Activity: Where a line below holds the string "Every", copy that line.

Stored items
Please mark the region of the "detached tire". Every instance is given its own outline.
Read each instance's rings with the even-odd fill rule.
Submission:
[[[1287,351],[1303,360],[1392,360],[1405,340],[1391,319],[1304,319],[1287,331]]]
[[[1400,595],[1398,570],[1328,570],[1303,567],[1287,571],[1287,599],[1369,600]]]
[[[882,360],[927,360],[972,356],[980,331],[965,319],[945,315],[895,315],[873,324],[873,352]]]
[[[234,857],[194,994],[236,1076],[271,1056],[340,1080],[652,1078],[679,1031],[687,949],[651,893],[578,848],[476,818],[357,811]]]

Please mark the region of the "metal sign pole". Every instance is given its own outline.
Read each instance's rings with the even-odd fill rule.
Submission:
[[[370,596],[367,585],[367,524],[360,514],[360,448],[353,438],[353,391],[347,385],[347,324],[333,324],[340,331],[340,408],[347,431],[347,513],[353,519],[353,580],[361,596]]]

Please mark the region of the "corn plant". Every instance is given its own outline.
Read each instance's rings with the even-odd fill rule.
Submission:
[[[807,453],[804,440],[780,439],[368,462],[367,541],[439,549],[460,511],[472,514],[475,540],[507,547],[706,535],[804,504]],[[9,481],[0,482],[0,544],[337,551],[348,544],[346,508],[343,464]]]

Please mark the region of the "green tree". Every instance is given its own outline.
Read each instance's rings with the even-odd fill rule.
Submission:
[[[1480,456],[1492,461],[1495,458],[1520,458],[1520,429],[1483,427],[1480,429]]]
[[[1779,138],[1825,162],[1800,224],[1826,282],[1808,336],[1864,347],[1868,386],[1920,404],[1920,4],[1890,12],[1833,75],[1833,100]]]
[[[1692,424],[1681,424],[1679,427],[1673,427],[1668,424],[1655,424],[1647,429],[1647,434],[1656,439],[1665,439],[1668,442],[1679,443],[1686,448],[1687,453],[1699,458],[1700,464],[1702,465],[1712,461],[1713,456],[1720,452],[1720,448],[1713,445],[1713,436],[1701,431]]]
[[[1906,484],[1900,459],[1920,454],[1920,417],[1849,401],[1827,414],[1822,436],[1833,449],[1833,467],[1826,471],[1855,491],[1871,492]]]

Result for this exercise:
Please mark the region of the "detached tire". Every instance is given its own outline.
Please mark the region of the "metal sign pole". Every instance is given its own outline.
Please mark the region of the "corn plant". Every instance is given its own outline.
Please mark the region of the "green tree". Every instance is given its own outline.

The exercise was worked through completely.